### What is being asked
Show every line in the records below that contains the word "distant". Case matters.

### Excerpt from a dataset
"""

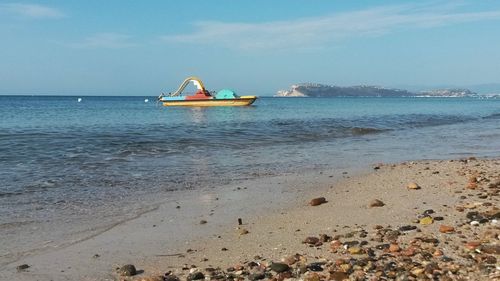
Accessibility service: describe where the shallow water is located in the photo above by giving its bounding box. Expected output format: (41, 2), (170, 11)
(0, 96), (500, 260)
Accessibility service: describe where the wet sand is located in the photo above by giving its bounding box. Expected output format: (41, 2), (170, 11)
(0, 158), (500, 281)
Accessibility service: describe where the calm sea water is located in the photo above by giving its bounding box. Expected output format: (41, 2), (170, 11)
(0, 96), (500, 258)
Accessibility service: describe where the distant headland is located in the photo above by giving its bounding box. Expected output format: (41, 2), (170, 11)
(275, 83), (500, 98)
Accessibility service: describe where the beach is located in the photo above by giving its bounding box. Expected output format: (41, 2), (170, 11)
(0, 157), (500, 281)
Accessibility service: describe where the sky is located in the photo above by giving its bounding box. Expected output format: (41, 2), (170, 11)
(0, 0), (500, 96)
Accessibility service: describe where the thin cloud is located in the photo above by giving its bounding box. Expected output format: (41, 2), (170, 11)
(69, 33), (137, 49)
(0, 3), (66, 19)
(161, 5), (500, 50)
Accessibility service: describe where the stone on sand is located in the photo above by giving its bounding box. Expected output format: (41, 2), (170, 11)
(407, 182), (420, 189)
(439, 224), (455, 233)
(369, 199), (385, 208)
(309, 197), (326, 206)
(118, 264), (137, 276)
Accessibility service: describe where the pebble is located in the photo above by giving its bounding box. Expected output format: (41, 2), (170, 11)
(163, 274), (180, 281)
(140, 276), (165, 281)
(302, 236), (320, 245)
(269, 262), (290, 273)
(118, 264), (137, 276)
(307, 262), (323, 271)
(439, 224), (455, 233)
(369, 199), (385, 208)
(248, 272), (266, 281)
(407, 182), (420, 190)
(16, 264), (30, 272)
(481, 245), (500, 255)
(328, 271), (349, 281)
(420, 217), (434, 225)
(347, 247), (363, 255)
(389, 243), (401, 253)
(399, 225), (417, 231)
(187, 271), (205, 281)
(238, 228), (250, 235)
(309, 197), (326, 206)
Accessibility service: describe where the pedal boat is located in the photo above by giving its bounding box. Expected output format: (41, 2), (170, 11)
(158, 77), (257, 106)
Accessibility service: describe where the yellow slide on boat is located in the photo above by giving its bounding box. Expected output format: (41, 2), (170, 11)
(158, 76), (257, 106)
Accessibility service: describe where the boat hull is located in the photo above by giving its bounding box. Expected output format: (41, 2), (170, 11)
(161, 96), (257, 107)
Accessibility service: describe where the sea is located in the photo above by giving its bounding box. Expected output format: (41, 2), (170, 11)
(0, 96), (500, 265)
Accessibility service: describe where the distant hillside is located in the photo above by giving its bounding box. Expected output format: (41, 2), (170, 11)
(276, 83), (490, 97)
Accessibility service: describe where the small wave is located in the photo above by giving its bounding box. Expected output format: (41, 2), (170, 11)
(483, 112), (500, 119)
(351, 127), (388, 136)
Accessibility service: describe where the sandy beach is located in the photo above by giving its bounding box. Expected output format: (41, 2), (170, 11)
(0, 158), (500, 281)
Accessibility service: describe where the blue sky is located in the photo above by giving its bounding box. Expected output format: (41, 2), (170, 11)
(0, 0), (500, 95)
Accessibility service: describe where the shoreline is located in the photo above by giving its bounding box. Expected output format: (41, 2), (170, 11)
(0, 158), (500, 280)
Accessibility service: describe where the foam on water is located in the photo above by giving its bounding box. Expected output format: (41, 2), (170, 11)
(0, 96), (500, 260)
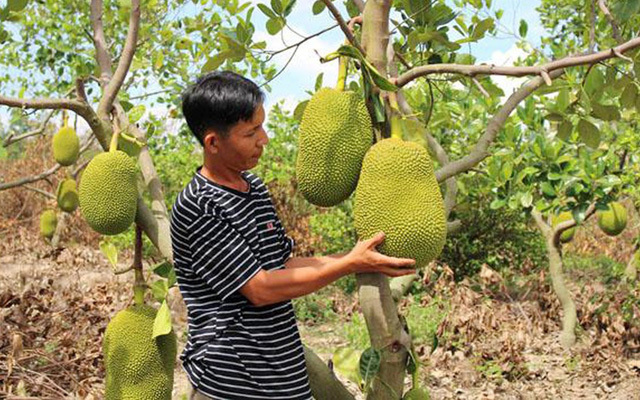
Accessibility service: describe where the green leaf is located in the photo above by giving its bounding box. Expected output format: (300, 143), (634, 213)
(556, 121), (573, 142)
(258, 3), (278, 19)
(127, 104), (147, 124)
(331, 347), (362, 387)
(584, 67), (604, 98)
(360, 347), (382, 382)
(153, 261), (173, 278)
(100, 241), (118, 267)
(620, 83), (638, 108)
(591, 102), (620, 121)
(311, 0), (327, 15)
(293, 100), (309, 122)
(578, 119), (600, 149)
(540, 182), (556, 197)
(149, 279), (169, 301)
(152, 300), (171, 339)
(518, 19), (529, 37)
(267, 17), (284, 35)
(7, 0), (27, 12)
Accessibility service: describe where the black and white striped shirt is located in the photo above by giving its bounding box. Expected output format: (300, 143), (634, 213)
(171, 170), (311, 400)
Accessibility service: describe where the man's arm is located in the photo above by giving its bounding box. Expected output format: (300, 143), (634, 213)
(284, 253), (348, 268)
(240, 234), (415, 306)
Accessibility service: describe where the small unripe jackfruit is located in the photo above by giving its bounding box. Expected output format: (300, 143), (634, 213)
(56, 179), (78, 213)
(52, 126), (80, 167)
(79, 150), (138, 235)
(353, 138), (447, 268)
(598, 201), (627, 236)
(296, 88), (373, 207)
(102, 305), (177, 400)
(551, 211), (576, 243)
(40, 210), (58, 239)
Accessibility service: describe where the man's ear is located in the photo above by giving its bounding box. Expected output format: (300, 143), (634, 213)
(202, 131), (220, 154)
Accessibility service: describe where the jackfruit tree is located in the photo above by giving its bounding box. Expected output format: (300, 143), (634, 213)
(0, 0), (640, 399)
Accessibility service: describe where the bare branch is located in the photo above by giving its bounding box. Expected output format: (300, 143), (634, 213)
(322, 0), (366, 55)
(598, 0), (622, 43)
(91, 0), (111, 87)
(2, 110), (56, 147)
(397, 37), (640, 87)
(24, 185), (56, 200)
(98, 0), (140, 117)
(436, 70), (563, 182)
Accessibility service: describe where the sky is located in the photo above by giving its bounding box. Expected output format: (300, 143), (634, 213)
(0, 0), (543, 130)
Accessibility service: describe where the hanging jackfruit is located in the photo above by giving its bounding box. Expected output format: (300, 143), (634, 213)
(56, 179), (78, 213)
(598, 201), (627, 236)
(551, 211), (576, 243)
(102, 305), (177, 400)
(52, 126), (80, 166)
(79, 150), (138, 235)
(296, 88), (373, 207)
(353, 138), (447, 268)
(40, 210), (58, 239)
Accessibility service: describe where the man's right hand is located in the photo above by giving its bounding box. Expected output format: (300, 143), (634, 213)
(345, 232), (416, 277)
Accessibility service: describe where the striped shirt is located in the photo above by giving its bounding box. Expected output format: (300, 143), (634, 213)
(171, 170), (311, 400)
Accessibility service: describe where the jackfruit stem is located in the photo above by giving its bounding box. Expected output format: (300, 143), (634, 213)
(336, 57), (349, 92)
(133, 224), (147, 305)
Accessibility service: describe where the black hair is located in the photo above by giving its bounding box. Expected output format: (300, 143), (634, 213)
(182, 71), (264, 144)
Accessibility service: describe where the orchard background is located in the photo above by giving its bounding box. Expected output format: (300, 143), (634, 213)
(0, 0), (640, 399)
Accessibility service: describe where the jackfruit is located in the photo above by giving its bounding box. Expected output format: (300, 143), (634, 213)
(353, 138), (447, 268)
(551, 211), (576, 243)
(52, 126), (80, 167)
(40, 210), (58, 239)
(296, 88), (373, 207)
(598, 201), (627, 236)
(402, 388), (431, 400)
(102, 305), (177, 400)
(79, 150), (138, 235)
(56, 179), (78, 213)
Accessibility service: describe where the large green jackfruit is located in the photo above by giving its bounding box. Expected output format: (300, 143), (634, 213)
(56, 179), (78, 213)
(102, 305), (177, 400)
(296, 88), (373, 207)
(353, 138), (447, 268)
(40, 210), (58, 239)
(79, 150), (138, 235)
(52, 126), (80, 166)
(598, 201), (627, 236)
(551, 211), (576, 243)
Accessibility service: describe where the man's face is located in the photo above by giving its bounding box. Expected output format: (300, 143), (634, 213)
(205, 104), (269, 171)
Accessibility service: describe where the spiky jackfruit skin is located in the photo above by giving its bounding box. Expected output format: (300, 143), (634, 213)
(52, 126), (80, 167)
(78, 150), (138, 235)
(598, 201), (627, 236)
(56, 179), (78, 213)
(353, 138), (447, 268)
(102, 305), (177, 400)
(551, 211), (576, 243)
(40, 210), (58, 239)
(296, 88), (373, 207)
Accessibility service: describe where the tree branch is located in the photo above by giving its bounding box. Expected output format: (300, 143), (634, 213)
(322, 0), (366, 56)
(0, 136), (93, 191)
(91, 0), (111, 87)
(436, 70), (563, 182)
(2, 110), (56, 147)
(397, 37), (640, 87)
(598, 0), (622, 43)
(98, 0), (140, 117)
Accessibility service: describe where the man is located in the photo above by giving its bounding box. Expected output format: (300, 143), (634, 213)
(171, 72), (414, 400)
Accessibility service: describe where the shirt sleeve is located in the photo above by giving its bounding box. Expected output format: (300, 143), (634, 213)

"""

### Answer for this exercise
Accessibility service: describe where the distant headland is located in the photo above by giving its bounding box. Expected output format: (41, 2), (170, 11)
Accessibility service: describe where the distant hillside is located in the photo above by giving its bounding box. Expected output format: (41, 2), (170, 11)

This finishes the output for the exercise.